(Beginning of EXERCISE TEXT)

American baseball player (born 1957)

Floyd Kinnard Rayford (born July 27, 1957) is an American retired professional baseball player. He played seven seasons in Major League Baseball (MLB) for the Baltimore Orioles and St. Louis Cardinals. He primarily played third base and catcher during his career. He was known as "Sugar Bear" and a fan favorite for his roly-poly physique.

==Early career==
Rayford's professional baseball career began in 1975, when he was drafted as a catcher out of Manual Arts High School in the fourth round of the amateur draft by the California Angels. He spent the 1975 through 1979 seasons in the Angels' minor league system, spending the 1979 season at the Triple-A level playing for the Salt Lake City Gulls. In his first Triple-A season, he batted .294 with 13 home runs while playing third base.

==Baltimore Orioles (first stint)==
After playing one season for the Gulls, Rayford was traded, along with an undisclosed amount of money, from the Angels organization to the Baltimore Orioles in exchange for Larry Harlow. In 1980, Rayford made his major league debut for the Orioles; over the course of the season he played in 8 games for the Orioles while spending most of the year with the Triple-A Rochester Red Wings. He spent the entire 1981 season with the Red Wings, during which he played on the losing side of the longest game in baseball history and caught the 31st inning of that game. In 1982, he returned to the Major League with the Orioles, but he hit only .132 in 34 games.

When Cal Ripken Jr. began his streak of 2,632 consecutive games played in 1982, Rayford was the player who Ripken replaced in the lineup. Rayford had been given a day off in the second game of a doubleheader and Ripken started at third base in his place.

(End of EXERCISE TEXT)
(Beginning of DATA EXCERPTS)

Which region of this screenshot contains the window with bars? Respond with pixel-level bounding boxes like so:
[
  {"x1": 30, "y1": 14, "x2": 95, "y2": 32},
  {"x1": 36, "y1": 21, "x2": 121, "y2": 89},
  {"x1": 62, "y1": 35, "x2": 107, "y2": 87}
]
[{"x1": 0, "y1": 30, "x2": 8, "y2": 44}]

(End of DATA EXCERPTS)
(Beginning of DATA EXCERPTS)

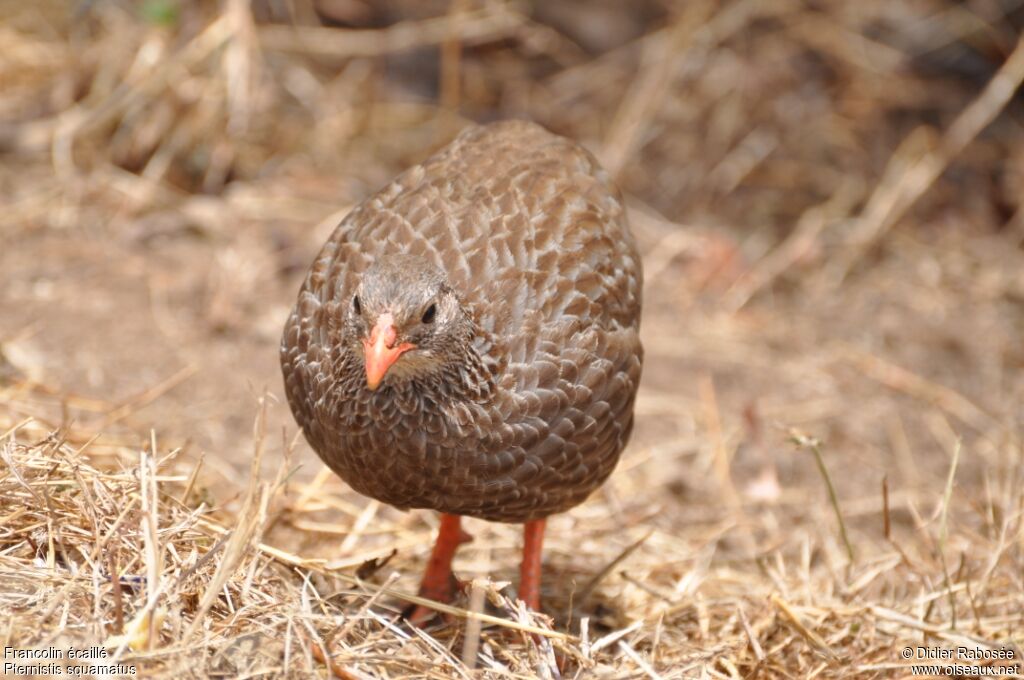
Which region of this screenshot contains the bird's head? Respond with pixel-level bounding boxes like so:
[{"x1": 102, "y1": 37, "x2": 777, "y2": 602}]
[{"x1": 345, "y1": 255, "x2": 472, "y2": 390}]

(End of DATA EXCERPTS)

*WHAT TO DO*.
- 1) In the text about Floyd Rayford, which team drafted him out of high school in 1975?
- 2) Pick up the Floyd Rayford text after its last sentence and continue it.

*EXPECTED RESPONSES*.
- 1) The California Angels.

- 2)
He again returned to Rochester in 1983, and hit .371 in 42 games with the Red Wings.

==St. Louis Cardinals==
Rayford was traded to the St. Louis Cardinals on June 13, 1983, in a transaction that was completed 2 1/2 months later when Tito Landrum was sent to the Orioles on August 31. He was the backup third baseman behind Ken Oberkfell that year and hit .212 in 56 games for the Cardinals.

==Baltimore Orioles (second stint)==
Less than a year after trading Rayford, the Orioles purchased his contract from the Cardinals before the 1984 season. He served primarily as a backup catcher in his first year back with the Orioles, and his hitting numbers improved, with his average reaching .256 in 1984. Sharing time as the regular third baseman in 1985, he had a career year, hitting .306 with 18 home runs and 48 runs batted in, all career highs. Entering the 1986 season, he was expected to replace Rick Dempsey as catcher with Jackie Gutiérrez becoming the starting third baseman, but his numbers fell when he batted .176 and was sent back to Rochester. He split the 1987 season between Baltimore and Rochester and batted .220 at the Major League level in what would prove to be his final major league season.

==Minor league career==
Before retiring as a player, Rayford played parts of three seasons, from 1989 to 1991, with the Triple-A Scranton/Wilkes-Barre Red Barons, playing in 81 games with the club over the three-year span. During the latter two seasons, Rayford served as a player-coach, starting a long tenure as a minor league coach. Since 1990, he has coached eight separate minor league teams, and in 1996, he spent his only season to date as a minor league manager, doing so for the Batavia Clippers. He has been a member of the Rock Cats' coaching staff since 2005.